* What you have to do:
Resume the passage about art controversies and public funding, continuing on from its final sentence.

:: Passage provided ::

The West Nile virus is traveling with infected birds, public health officials believe. The sick art has traveled overseas from the collection of advertising mogul Charles Saatchi, but epidemiologically speaking, the picture is far more complicated: Going back a decade, photographs by Robert Mapplethorpe caused the cancellation of an exhibition at the Corcoran Gallery in Washington, the resignation of that museum’s director, a furor at the National Endowment for the Arts and eventual reductions of its subsidies, even an obscenity trial for Cincinnati Contemporary Arts Center director Dennis Barrie (who was acquitted). The artist Andres Serrano’s work Piss Christ was associated with similar symptomology that same year, 1989. Another four artists whose work was suspected of inducing states of palpitation–Karen Finley, John Fleck, Holly Hughes and Tim Miller–were denied public funding and sued, resulting in a Supreme Court decision in 1998 that upheld the government’s “decency standard” as advisory, but not prohibitory, language.

:::
:: Dataset extract ::

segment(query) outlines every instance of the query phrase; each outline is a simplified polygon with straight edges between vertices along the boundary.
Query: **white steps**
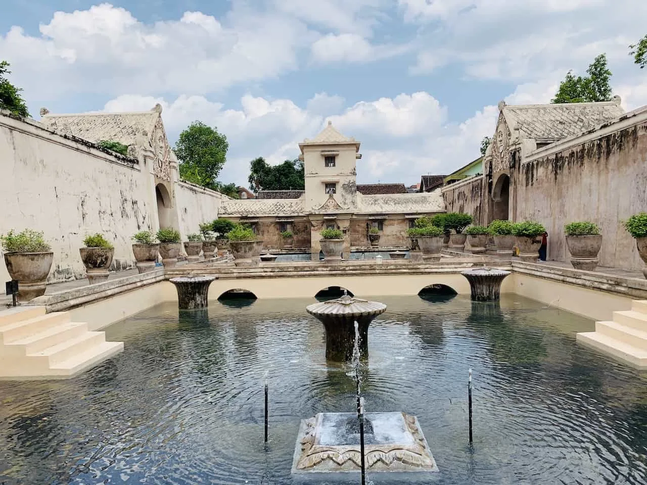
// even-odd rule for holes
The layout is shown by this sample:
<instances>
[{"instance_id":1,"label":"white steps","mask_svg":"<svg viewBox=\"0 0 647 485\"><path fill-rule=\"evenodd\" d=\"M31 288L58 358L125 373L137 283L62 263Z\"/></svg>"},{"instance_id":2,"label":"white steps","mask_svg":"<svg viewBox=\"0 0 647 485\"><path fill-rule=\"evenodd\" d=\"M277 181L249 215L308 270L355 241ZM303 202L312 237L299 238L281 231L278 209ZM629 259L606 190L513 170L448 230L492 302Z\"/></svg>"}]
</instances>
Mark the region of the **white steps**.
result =
<instances>
[{"instance_id":1,"label":"white steps","mask_svg":"<svg viewBox=\"0 0 647 485\"><path fill-rule=\"evenodd\" d=\"M0 312L0 379L71 377L124 350L104 332L70 321L67 312L42 307Z\"/></svg>"},{"instance_id":2,"label":"white steps","mask_svg":"<svg viewBox=\"0 0 647 485\"><path fill-rule=\"evenodd\" d=\"M647 300L634 300L631 310L614 312L613 321L597 321L595 332L579 333L576 338L578 342L647 369Z\"/></svg>"}]
</instances>

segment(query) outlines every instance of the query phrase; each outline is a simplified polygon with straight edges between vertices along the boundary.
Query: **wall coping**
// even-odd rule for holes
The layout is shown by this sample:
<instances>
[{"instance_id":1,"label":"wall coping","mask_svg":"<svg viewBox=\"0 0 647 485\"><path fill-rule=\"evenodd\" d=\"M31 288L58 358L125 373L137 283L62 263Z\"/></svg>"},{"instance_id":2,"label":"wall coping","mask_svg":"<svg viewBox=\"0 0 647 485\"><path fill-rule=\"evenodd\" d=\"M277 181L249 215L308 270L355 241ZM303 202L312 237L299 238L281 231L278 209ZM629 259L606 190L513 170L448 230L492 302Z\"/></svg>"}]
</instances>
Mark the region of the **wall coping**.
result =
<instances>
[{"instance_id":1,"label":"wall coping","mask_svg":"<svg viewBox=\"0 0 647 485\"><path fill-rule=\"evenodd\" d=\"M54 143L112 164L116 164L122 167L141 171L138 166L139 160L137 158L115 153L110 150L102 148L96 143L77 136L61 135L46 127L35 120L21 118L12 114L5 109L0 109L0 126L5 126L10 130L18 131L50 143ZM80 146L82 146L83 147Z\"/></svg>"}]
</instances>

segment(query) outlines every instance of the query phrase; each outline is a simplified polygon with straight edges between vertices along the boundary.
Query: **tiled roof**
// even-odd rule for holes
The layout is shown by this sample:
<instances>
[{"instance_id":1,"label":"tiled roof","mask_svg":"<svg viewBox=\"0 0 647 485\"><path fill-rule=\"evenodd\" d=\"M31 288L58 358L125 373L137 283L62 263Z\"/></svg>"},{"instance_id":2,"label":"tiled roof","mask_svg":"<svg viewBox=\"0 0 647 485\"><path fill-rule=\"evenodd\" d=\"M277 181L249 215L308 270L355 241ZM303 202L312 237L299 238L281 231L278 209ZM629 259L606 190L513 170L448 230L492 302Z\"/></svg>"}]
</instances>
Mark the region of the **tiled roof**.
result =
<instances>
[{"instance_id":1,"label":"tiled roof","mask_svg":"<svg viewBox=\"0 0 647 485\"><path fill-rule=\"evenodd\" d=\"M620 98L597 103L565 103L503 107L510 129L524 138L557 140L592 129L624 113Z\"/></svg>"},{"instance_id":2,"label":"tiled roof","mask_svg":"<svg viewBox=\"0 0 647 485\"><path fill-rule=\"evenodd\" d=\"M135 144L138 135L148 139L153 134L161 107L150 111L121 113L82 113L45 114L41 122L55 131L71 135L89 142L102 140Z\"/></svg>"},{"instance_id":3,"label":"tiled roof","mask_svg":"<svg viewBox=\"0 0 647 485\"><path fill-rule=\"evenodd\" d=\"M443 185L443 181L446 175L422 175L419 186L421 190L428 192L437 187Z\"/></svg>"},{"instance_id":4,"label":"tiled roof","mask_svg":"<svg viewBox=\"0 0 647 485\"><path fill-rule=\"evenodd\" d=\"M404 184L358 184L357 191L364 195L388 193L406 193Z\"/></svg>"},{"instance_id":5,"label":"tiled roof","mask_svg":"<svg viewBox=\"0 0 647 485\"><path fill-rule=\"evenodd\" d=\"M358 213L426 213L444 211L439 190L387 195L358 195Z\"/></svg>"},{"instance_id":6,"label":"tiled roof","mask_svg":"<svg viewBox=\"0 0 647 485\"><path fill-rule=\"evenodd\" d=\"M261 190L256 199L298 199L305 190Z\"/></svg>"},{"instance_id":7,"label":"tiled roof","mask_svg":"<svg viewBox=\"0 0 647 485\"><path fill-rule=\"evenodd\" d=\"M223 200L219 215L292 215L303 213L300 199L252 199Z\"/></svg>"}]
</instances>

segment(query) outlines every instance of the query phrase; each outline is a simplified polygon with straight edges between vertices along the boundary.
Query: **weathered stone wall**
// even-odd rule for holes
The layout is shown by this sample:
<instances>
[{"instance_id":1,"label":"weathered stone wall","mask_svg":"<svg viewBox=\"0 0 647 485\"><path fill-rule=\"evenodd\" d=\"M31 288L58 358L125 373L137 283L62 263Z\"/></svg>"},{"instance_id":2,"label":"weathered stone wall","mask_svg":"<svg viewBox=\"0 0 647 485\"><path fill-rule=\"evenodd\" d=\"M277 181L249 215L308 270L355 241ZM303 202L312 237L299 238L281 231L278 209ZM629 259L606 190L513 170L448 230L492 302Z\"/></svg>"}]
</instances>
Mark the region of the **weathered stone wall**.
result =
<instances>
[{"instance_id":1,"label":"weathered stone wall","mask_svg":"<svg viewBox=\"0 0 647 485\"><path fill-rule=\"evenodd\" d=\"M443 189L443 198L447 212L464 212L474 217L475 224L487 225L487 195L483 177L448 186Z\"/></svg>"},{"instance_id":2,"label":"weathered stone wall","mask_svg":"<svg viewBox=\"0 0 647 485\"><path fill-rule=\"evenodd\" d=\"M0 116L0 232L43 231L54 254L50 281L85 275L79 248L96 232L115 245L114 268L133 265L131 236L157 210L137 163ZM9 279L4 264L0 278Z\"/></svg>"},{"instance_id":3,"label":"weathered stone wall","mask_svg":"<svg viewBox=\"0 0 647 485\"><path fill-rule=\"evenodd\" d=\"M175 184L175 202L183 241L186 241L188 234L199 232L201 224L217 218L221 199L219 192L200 186L186 182Z\"/></svg>"},{"instance_id":4,"label":"weathered stone wall","mask_svg":"<svg viewBox=\"0 0 647 485\"><path fill-rule=\"evenodd\" d=\"M647 120L641 117L549 146L513 175L514 220L535 220L546 227L549 259L570 259L564 224L590 221L602 233L600 264L642 267L622 224L647 208Z\"/></svg>"}]
</instances>

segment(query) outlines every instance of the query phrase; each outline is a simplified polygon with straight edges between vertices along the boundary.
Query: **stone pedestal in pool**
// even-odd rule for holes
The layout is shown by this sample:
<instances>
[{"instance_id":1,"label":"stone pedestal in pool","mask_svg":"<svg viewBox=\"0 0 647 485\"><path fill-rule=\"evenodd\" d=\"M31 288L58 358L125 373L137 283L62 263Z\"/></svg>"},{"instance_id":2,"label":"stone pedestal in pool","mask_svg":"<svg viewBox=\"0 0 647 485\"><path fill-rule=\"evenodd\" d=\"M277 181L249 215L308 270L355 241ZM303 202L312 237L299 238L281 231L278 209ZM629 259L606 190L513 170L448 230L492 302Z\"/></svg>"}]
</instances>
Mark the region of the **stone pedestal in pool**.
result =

:::

* Answer for the task:
Cynics are laying the mayor’s campaigns to politics and pandering to sectors of a Catholic electorate rather than to his purity of heart. They point to his eyes on the prize of a Senate seat and note how easy it is for a politician to grandstand against an “objectionable” piece of art and how much more difficult it is to rally people around an abstract principle like artistic freedom. (Hillary Clinton, Giuliani’s potential opponent, has so far given only lukewarm support to the idea that it is “not appropriate” to “penalize and punish” an institution like the Brooklyn Museum of Art in this way; she also said she won’t go to see the show.) Critics point out how invidious a process such grandstanding is; how censoring the specific content of art violates First Amendment principles; how museum chairs already surrender to pressures of self-censorship, from the lofty spires of the Smithsonian Institution on down; and how works once reviled often come to wide acceptance (Piss Christ is currently enshrined in an hommage to the American Century in art at the Whitney Museum in this very city, for example). But they are just mosquitoes in this war and will no doubt be dealt with accordingly.